§ **Directions for this task**
Set down again each entry exactly as it reads, pictures excluded.
[Input data]
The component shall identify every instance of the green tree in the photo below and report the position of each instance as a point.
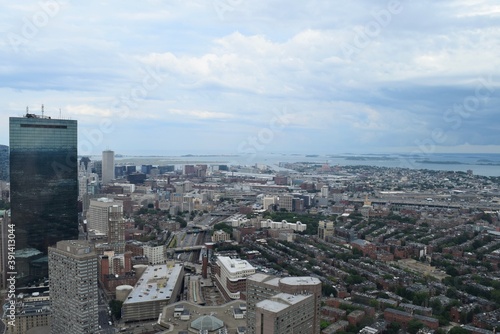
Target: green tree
(414, 326)
(323, 324)
(393, 328)
(458, 330)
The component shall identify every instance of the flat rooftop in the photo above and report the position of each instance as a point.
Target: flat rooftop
(303, 280)
(234, 265)
(156, 283)
(280, 302)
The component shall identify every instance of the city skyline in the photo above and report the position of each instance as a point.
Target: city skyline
(236, 76)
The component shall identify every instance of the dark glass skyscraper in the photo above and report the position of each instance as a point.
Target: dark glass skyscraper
(44, 189)
(4, 163)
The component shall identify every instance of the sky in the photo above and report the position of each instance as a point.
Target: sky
(245, 77)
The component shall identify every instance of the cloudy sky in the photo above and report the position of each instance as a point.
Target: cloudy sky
[/Input data]
§ **Exercise answer**
The component shall identify every instance of the green tree in the photo below and report the position of each instance as a point.
Target: green tree
(414, 326)
(323, 324)
(393, 328)
(458, 330)
The component shall identify every instance of the flat rooftop in the photo above and report the position of each instance as a point.
Target: flat rooftop
(303, 280)
(234, 265)
(156, 283)
(280, 302)
The component shall identify every instance of the city skyline in the photo above and report the position of each instance as a point.
Target: city skyline
(236, 76)
The component shall identify every instance of the dark glass skyscraper in the photo above and report the position of each instance as a point.
Target: dark glass skyscraper
(44, 189)
(4, 163)
The component shall identify every instance of the sky in the photo above and report the position of each instance as a point.
Target: sky
(245, 77)
The component shall identify every instance of the cloudy sky in the photo above and report the position of each instance as a point.
Target: cloudy sky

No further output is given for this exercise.